## Stored items:

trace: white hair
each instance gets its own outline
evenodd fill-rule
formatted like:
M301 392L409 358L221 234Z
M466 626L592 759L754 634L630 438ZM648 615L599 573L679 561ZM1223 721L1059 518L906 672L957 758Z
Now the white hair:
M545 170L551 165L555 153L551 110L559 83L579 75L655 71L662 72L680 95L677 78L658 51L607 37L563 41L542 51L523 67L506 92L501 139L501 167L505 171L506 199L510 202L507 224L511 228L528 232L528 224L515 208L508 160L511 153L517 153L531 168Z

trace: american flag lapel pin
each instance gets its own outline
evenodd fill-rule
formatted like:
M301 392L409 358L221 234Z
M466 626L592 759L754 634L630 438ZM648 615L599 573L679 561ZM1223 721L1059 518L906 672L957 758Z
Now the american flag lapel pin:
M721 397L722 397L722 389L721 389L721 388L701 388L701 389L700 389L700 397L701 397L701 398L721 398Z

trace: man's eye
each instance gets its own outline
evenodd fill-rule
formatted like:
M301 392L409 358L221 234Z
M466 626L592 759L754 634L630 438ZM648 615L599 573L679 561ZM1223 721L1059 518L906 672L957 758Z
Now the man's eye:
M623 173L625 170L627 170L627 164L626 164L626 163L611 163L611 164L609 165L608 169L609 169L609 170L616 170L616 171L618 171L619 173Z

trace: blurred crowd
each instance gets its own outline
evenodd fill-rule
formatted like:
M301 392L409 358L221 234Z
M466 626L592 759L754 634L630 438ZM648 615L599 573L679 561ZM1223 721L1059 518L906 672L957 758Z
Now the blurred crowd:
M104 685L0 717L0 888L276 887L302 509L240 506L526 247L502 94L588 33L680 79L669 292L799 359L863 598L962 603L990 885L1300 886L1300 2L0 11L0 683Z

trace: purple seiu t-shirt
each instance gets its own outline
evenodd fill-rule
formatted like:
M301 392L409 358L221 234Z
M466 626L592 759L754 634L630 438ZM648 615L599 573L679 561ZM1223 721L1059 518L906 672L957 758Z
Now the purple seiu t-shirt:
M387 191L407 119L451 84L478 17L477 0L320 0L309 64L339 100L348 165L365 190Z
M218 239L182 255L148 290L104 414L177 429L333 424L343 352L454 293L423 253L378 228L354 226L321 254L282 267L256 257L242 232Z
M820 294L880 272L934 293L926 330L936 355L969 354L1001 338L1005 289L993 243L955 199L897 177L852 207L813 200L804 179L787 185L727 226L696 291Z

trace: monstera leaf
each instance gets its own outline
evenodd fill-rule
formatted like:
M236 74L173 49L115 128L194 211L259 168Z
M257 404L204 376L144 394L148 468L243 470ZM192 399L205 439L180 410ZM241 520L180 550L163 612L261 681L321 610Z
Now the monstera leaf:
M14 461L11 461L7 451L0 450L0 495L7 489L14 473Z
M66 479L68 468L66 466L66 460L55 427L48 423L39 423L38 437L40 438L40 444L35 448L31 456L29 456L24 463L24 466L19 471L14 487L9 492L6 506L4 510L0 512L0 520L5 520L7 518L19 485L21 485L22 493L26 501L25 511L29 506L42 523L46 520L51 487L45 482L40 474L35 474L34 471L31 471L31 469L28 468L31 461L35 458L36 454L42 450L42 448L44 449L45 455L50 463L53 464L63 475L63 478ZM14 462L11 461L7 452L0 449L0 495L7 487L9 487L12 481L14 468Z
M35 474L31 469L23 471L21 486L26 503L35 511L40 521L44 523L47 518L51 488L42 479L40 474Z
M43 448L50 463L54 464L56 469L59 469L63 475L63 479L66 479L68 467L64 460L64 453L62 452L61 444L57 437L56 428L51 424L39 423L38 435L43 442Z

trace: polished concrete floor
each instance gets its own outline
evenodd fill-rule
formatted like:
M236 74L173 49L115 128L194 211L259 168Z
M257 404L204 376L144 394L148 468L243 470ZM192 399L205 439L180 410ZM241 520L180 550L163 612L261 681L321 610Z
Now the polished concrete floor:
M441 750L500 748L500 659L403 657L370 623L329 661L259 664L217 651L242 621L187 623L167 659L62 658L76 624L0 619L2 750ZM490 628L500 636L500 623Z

## Aim of the task:
Each record must be transcribed word for word.

## Answer:
trace: white hair
each instance gets its own outline
evenodd fill-rule
formatted like:
M301 392L409 358L221 234Z
M466 626L592 759L754 634L630 438ZM648 615L599 573L679 561ZM1223 721L1059 518L906 672L957 758Z
Now the white hair:
M545 170L551 165L555 153L551 110L559 83L579 75L655 71L662 72L680 95L677 78L658 51L607 37L563 41L542 51L523 67L506 92L501 139L501 167L505 171L506 199L510 202L507 224L511 228L528 232L528 224L515 208L508 160L511 153L517 153L531 168Z

trace: american flag lapel pin
each instance gets its own outline
evenodd fill-rule
formatted like:
M301 392L409 358L221 234Z
M466 626L592 759L754 634L630 438ZM648 615L599 573L679 561ZM1223 721L1059 518L906 672L957 758Z
Now the american flag lapel pin:
M721 397L722 397L722 389L721 389L721 388L701 388L701 389L700 389L700 397L701 397L701 398L721 398Z

trace: man's eye
each instance gets its own outline
evenodd fill-rule
formatted like:
M301 392L409 358L221 234Z
M466 626L592 759L754 634L630 438ZM648 615L599 573L679 561ZM1223 721L1059 518L906 672L957 758Z
Now the man's eye:
M623 173L625 170L627 170L627 164L626 164L626 163L611 163L611 164L609 165L608 169L609 169L609 170L616 170L616 171L618 171L619 173Z

trace: blurred crowd
each instance gets its own outline
evenodd fill-rule
formatted like:
M301 392L409 358L221 234Z
M466 626L592 759L754 634L630 438ZM648 615L599 573L679 561ZM1223 721L1059 518L906 672L957 758Z
Now the blurred crowd:
M104 685L0 717L0 888L276 887L302 509L240 506L526 247L502 94L588 33L680 79L669 292L799 359L863 598L962 603L990 885L1300 886L1300 2L0 11L0 683Z

trace: purple seiu t-shirt
each instance gets its own outline
evenodd fill-rule
formatted like:
M301 392L409 358L221 234Z
M466 626L592 759L754 634L630 438ZM648 615L599 573L679 561ZM1223 721L1059 518L906 672L957 758Z
Now the purple seiu t-shirt:
M387 191L407 119L451 84L478 17L477 0L320 0L309 64L339 100L348 165L365 190Z
M218 239L182 255L148 290L104 414L177 429L333 424L343 352L454 293L423 253L378 228L354 226L321 254L282 267L256 257L242 232Z
M820 294L880 272L934 293L926 330L936 355L969 354L1001 338L1005 289L993 243L955 199L897 177L852 207L813 200L804 179L787 185L727 226L696 291Z

trace: monstera leaf
each instance gets its own outline
evenodd fill-rule
formatted like:
M236 74L173 49L115 128L194 211L259 168Z
M257 404L204 376L144 394L148 468L243 470ZM192 399L205 439L180 410ZM241 520L180 550L163 612L261 681L321 610Z
Now the monstera leaf:
M14 461L11 461L7 451L0 450L0 495L7 489L14 473Z
M66 479L68 468L66 466L66 460L55 427L48 423L39 423L38 437L40 438L40 444L35 448L31 456L29 456L24 463L24 466L19 471L14 487L9 492L6 506L4 510L0 512L0 520L5 520L7 518L19 485L21 485L22 493L26 501L25 511L29 506L42 523L46 520L51 487L45 482L40 474L35 474L34 471L31 471L31 469L28 468L31 461L35 458L36 454L42 450L42 448L44 449L45 455L50 463L53 464L63 475L63 478ZM14 462L11 461L7 452L0 449L0 495L7 487L9 487L12 481L14 468Z
M35 474L31 469L23 471L21 486L26 503L35 511L40 521L44 523L47 518L51 488L42 479L40 474Z
M43 448L50 463L54 464L56 469L59 469L63 475L63 479L66 479L68 467L64 460L64 453L62 452L61 444L57 437L56 428L51 424L39 423L38 435L43 442Z

trace: polished concrete floor
each instance gets its own outline
evenodd fill-rule
formatted like:
M236 74L173 49L115 128L194 211L259 168Z
M257 404L204 376L144 394L148 468L243 470ZM192 399L205 439L180 410ZM241 520L180 550L163 612L261 681L321 610Z
Now the polished concrete floor:
M441 750L500 748L500 659L403 657L370 623L329 661L259 664L217 651L242 621L187 623L167 659L62 658L76 624L0 619L2 750ZM490 628L500 636L500 623Z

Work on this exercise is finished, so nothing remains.